_Extract to read_
· · · · · · ·
Bouchra, from a BSc in Mathematics and an MsC in Applied Mathematics, your road to AUrate co-founder has certainly been an interesting one. You obviously bring a wealth of business knowledge to the team. So what would you tell young entrepreneurs just starting out that they need to be aware of on the numbers side?
BS: Make sure you keep the big picture in mind, know your market (all the numbers and your competition) and invest very early in your team and your product. Cashflow management is primordial but it all comes down to taking calculated risks. Your investors would appreciate that.
Sophie, similar question to you— because a successful company is not just about numbers. What should young entrepreneurs be focusing on in terms of branding and creative strategy?
SK: Use a consumer-centric approach to business – creating a brand with our consumers in mind, getting to know of what they want and appreciate, what are their preferences, instead of what we think they want.
How much of business is going by the numbers?
SK: Most of it, if not all. Our team focuses a lot on collecting data and executing on findings. We just opened 3 stores at 3 locations where our customers wanted an AUrate physical presence. We also just designed a whole collection based on customer feedback.
How much is going with your gut?
BS: ALL of it. Really. You can simulate all the possible scenarios but in a startup environment, you won’t have enough data to allocate the appropriate probabilities to those very scenarios. It comes down to following your gut and just going for it.
How did you each know that it was time to turn AUrate into a full-time gig?
SK: We had the proof of concept after a few months of operations. We saw a void in the market, we tackled it and our customers were receptive to our product and our mission. It was a no brainer.
Was the transition hard for you?
· · · · · · ·
_Data provided_
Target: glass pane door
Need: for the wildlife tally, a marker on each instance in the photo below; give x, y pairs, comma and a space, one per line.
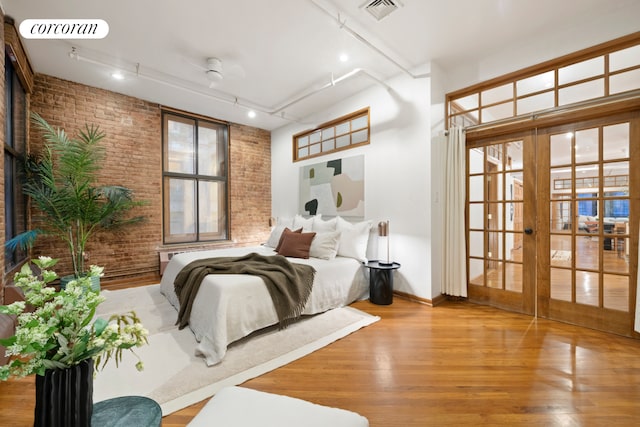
· · · · · · ·
_About this exercise_
In the AUrate interview, what does SK say the company's whole new collection was designed on?

_Answer to this problem_
Customer feedback.